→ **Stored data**
○ ○ ○ ○ ○ ○ ○

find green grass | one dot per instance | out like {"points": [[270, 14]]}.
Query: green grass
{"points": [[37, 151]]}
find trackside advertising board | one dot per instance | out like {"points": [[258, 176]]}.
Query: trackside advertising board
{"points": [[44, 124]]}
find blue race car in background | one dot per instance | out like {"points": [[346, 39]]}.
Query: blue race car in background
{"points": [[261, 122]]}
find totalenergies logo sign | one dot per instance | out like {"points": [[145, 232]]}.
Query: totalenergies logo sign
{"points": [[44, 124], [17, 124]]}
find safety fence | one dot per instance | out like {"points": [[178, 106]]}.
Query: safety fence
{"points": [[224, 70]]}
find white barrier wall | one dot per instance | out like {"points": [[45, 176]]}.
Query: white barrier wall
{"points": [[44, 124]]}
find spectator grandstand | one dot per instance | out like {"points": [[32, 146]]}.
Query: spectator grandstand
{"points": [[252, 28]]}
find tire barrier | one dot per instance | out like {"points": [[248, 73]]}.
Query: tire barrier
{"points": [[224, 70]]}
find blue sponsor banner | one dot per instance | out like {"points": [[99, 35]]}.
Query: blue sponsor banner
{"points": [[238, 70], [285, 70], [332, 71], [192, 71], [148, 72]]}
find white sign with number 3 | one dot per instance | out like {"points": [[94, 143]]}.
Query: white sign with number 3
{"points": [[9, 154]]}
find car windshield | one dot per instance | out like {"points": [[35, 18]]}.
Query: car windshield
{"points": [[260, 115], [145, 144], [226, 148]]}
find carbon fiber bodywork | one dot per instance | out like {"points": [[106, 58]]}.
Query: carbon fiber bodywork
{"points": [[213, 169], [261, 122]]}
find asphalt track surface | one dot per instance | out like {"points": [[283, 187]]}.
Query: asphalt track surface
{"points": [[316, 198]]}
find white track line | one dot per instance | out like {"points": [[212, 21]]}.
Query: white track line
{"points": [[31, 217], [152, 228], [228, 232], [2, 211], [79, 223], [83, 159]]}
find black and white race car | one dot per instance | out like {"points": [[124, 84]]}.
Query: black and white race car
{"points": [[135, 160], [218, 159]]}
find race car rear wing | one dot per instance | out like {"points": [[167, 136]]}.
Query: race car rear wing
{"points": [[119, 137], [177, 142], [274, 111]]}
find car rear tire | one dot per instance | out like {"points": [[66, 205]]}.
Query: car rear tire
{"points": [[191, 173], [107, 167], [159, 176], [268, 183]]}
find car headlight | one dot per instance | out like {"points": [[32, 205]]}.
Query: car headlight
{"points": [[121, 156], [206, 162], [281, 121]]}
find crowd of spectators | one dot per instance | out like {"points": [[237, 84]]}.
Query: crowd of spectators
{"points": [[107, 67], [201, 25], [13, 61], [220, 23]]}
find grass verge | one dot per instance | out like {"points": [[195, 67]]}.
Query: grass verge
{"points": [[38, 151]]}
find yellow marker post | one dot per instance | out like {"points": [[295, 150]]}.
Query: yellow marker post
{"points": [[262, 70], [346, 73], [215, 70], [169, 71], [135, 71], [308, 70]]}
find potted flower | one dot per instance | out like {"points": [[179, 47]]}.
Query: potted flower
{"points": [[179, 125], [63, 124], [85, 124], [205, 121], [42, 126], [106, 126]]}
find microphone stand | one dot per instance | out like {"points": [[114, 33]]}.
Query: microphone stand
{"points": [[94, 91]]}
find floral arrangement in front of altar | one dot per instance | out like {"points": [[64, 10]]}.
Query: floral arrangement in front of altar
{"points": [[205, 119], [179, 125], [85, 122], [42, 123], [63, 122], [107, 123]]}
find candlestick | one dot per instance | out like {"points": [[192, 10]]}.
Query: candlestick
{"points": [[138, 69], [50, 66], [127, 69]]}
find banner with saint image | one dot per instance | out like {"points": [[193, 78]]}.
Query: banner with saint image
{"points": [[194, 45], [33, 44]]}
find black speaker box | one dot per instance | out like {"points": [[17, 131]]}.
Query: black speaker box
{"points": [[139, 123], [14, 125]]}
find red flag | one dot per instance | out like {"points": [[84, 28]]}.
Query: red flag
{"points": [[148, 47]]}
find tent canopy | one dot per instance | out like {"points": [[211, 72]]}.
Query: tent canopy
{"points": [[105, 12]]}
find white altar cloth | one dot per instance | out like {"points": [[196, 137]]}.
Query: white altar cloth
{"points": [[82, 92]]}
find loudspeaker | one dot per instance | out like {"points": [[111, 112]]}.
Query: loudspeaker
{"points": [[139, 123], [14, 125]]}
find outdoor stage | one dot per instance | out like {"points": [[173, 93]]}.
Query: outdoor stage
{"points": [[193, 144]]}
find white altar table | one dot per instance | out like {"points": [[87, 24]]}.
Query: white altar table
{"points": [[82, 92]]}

○ ○ ○ ○ ○ ○ ○

→ **Task item**
Word for word, restate the entries from the first line to the line that has "find car windshield", both included, and nothing else.

→ **Response box**
find green grass | one dot per instance | out like {"points": [[270, 14]]}.
Query: green grass
{"points": [[37, 151]]}
find trackside advertising board | one dot per instance | out like {"points": [[258, 176]]}.
Query: trackside advertising board
{"points": [[44, 124]]}
find blue race car in background | one dot per instance | out like {"points": [[346, 39]]}.
Query: blue race car in background
{"points": [[261, 122]]}
find totalenergies logo sign | one dot per instance | out like {"points": [[145, 232]]}.
Query: totalenergies logo sign
{"points": [[44, 124], [17, 124]]}
find safety fence | one dot per instance | out like {"points": [[178, 106]]}.
Query: safety fence
{"points": [[224, 70]]}
find white barrier wall | one dot per instance | out like {"points": [[45, 176]]}.
Query: white barrier wall
{"points": [[44, 124]]}
find spectator grandstand | one dot per instance | out like {"points": [[32, 146]]}.
Query: spectator grandstand
{"points": [[252, 28]]}
find tire barrier | one dot per instance | out like {"points": [[248, 73]]}.
Query: tire barrier
{"points": [[224, 70]]}
find blue sponsor banner | one dot per instance | out like {"points": [[99, 35]]}.
Query: blue sponsor banner
{"points": [[238, 70], [285, 70], [332, 71], [192, 71], [148, 72]]}
find white sign with number 3 | one dot per instance | out like {"points": [[94, 143]]}.
Query: white sign with number 3
{"points": [[9, 154]]}
find car windshield | one dot per instance | out like {"points": [[35, 18]]}.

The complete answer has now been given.